• DIRECTIVE A
Write out the passage of the article on Johnson's leadership crisis starting at "In a baptism" and ending at "a small cheer.".
======
To survive, Johnson must first fill the many vacancies in his administration and rebuild his team even as more, including Welsh Secretary Simon Hart, announced they were quitting. Johnson could then eye an election as a way to reclaim a mandate to govern, something that is in the prime minister’s gift to initiate but a scenario he insisted he wouldn’t pursue. With the Tories trailing Labour in the polls, many in Johnson’s party are very keen to avoid a public vote.

Faced with the prime minister’s refusal to take a hint, the rest of his party must also calculate their next move.

Johnson narrowly survived a vote of confidence in his leadership by Tory MPs in June and under current Conservative Party rules, he is immune from another challenge for a year. But MPs are planning to change those rules and may mount another challenge next week.

Another mechanism to oust him would be for the opposition to call a confidence vote in the House of Commons. If enough Tory MPs sided with opposition parties to vote him down, Johnson would be required by parliamentary convention to resign — not that he has shown the least interest in following conventions.

Hanging on

Two of Johnson’s most senior Cabinet ministers, Chancellor Rishi Sunak and Health Secretary Sajid Javid, set off a domino effect Tuesday by resigning within 10 minutes of each other.

On Tuesday night, Johnson promptly replaced them, appointing Nadhim Zahawi as chancellor and Steve Barclay as health secretary. 

In a baptism of fire for Zahawi, he started his first day on the job with a 7 a.m. round speaking to the media. He insisted ministers were getting on with the job. Two members of Johnson’s government announced their resignations as he was speaking.

By the time Johnson entered the House of Commons at noon for his weekly prime minister’s questions session — his first public appearance since his government began falling apart — several more ministers including John Glen, the fourth in command at the Treasury, and Victoria Atkins, the prisons minister, had departed. Javid walked in just afterward and was met with a small cheer.

“Today is a big day,” Johnson began, drawing dark laughter from the chamber. But for the rest of the session, Tory MPs sat silent and stony-faced. Johnson faced hostile questions from MP Loughton — who asked sarcastically whether there were any circumstances in which he would resign — and David Davis, who repeated his call for the PM to quit. Most significantly, Gary Sambrook launched an emotional and excoriating attack on Johnson, accusing him of suggesting that victims of sexual assault had been drinking too much.

In response to a Labour MP who asked about a constituency issue, Johnson said he was already looking into it and urged him: “Hang on in there — that’s what I’m going to do.”

At a highly-charged briefing with journalists immediately afterward, Johnson’s press secretary insisted three times that he has the support of his parliamentary party and said he would contest a second confidence vote if one were held.

All the while, Javid was delivering a resignation speech — doubling up as a thinly veiled leadership pitch — in the Commons.

In the rest of the parliamentary estate, MPs, advisers and journalists were working up to a state of frenzy. In Portcullis House — the atrium at the heart of the parliamentary estate where all of Westminster congregates — Johnson’s Deputy Chief of Staff David Canzini sat in quiet congress with Conor Burns, one of the prime minister’s most long-standing allies. A book titled “Conundrum” lay on the table atop a pile of papers before them.
======
• DIRECTIVE B
In the records below, update the lines starting at the line that contains "Definition for annotators: for every instance of the clear" and ending at the line that contains "[[471, 68]]" by replacing "clear blue sky" with "cloudless sky" and leaving everything else unchanged. Return only those lines.
======
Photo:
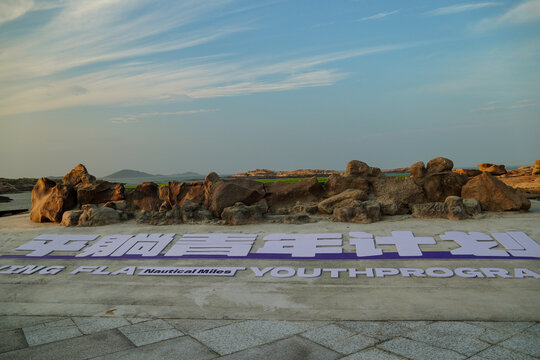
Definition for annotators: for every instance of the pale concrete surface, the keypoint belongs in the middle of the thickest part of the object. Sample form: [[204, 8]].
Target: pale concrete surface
[[259, 339]]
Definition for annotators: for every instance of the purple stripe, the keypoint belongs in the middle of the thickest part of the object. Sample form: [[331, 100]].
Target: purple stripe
[[344, 256]]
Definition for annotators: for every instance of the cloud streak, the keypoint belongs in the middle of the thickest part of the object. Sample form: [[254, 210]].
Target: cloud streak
[[379, 15], [456, 9]]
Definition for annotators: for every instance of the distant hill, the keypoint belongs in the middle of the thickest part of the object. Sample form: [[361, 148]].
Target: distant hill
[[127, 173]]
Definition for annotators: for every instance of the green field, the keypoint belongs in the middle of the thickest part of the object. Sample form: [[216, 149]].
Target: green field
[[321, 180]]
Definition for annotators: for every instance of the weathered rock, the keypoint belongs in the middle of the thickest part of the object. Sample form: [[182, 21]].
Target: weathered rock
[[51, 200], [71, 217], [358, 212], [100, 192], [492, 169], [327, 206], [438, 186], [240, 214], [193, 212], [338, 183], [93, 215], [493, 194], [180, 191], [78, 175], [356, 168], [280, 194], [225, 193], [418, 170], [396, 193], [146, 197], [467, 172], [439, 164]]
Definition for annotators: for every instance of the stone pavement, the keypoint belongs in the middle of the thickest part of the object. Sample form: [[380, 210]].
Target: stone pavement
[[40, 337]]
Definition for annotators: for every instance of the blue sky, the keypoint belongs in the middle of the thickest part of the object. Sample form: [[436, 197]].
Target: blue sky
[[229, 86]]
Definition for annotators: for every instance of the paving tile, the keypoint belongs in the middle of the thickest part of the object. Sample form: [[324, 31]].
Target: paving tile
[[372, 354], [500, 353], [382, 330], [190, 326], [525, 343], [12, 340], [149, 332], [90, 325], [506, 326], [447, 336], [535, 329], [327, 335], [18, 322], [51, 331], [419, 351], [352, 344], [82, 347], [182, 348], [293, 348], [227, 339]]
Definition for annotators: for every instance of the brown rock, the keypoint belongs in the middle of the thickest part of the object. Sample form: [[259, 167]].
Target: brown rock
[[71, 217], [396, 193], [338, 183], [146, 197], [357, 168], [492, 169], [100, 192], [493, 194], [280, 194], [358, 212], [439, 164], [438, 186], [78, 175], [467, 172], [51, 200], [327, 206]]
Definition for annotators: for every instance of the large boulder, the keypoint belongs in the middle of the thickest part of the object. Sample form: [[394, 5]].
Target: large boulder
[[51, 200], [280, 194], [438, 186], [356, 211], [78, 175], [240, 214], [395, 193], [337, 183], [327, 205], [493, 194], [492, 169], [93, 215], [180, 191], [146, 197], [100, 192], [220, 194]]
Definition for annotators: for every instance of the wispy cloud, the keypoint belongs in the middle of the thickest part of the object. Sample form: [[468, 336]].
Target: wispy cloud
[[379, 15], [88, 54], [137, 117], [526, 12], [455, 9]]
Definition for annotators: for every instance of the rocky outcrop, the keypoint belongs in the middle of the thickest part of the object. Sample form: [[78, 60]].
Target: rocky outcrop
[[51, 200], [280, 195], [327, 206], [493, 194], [240, 214], [78, 175], [100, 192], [358, 212], [146, 197], [492, 169], [224, 193]]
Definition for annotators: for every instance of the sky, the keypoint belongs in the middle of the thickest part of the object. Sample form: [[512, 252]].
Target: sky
[[230, 86]]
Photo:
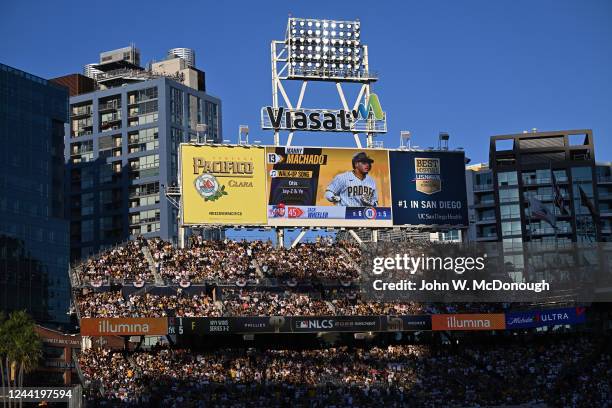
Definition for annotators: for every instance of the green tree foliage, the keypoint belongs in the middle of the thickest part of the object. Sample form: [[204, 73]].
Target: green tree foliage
[[20, 349]]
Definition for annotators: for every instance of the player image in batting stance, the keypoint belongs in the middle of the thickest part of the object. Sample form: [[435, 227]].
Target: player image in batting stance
[[354, 188]]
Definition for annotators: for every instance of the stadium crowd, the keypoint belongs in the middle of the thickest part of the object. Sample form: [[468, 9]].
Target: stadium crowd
[[223, 261], [122, 263], [553, 371], [114, 304]]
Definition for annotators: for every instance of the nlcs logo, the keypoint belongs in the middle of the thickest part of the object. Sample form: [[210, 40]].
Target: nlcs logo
[[372, 104]]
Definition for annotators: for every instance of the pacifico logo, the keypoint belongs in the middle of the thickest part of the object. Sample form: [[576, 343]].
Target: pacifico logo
[[208, 185]]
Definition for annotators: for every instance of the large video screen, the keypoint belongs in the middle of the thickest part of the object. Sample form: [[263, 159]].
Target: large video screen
[[328, 187], [321, 187]]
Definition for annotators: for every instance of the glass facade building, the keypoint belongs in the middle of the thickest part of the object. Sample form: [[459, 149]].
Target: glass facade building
[[34, 247], [122, 151]]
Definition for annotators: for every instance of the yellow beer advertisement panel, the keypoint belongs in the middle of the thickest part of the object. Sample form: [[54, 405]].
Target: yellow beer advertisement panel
[[223, 185]]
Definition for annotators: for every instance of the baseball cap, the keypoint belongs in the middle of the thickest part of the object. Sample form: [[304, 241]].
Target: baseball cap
[[362, 157]]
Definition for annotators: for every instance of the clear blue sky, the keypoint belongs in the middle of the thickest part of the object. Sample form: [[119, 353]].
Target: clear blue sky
[[471, 68]]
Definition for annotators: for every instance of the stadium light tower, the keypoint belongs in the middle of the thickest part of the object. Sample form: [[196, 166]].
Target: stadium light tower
[[323, 50]]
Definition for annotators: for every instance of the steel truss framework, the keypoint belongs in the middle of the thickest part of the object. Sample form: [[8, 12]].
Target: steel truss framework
[[280, 72]]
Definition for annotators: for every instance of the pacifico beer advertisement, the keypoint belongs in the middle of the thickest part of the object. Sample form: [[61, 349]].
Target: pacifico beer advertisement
[[328, 187], [223, 185], [311, 186]]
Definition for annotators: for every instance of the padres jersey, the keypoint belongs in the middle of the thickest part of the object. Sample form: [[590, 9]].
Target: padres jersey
[[351, 189]]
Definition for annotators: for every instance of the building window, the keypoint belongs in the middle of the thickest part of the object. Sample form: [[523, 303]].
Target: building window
[[176, 106], [508, 195], [510, 211], [143, 140], [507, 178], [511, 228]]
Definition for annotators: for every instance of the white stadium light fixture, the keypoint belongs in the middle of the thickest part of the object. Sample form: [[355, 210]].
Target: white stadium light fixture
[[325, 49]]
======
• TASK SOLUTION A
In a baptism of fire for Zahawi, he started his first day on the job with a 7 a.m. round speaking to the media. He insisted ministers were getting on with the job. Two members of Johnson’s government announced their resignations as he was speaking.

By the time Johnson entered the House of Commons at noon for his weekly prime minister’s questions session — his first public appearance since his government began falling apart — several more ministers including John Glen, the fourth in command at the Treasury, and Victoria Atkins, the prisons minister, had departed. Javid walked in just afterward and was met with a small cheer.

• TASK SOLUTION B
Definition for annotators: for every instance of the cloudless sky, the keypoint belongs in the middle of the thickest part of the object. Sample form: [[119, 353]].
Target: cloudless sky
[[471, 68]]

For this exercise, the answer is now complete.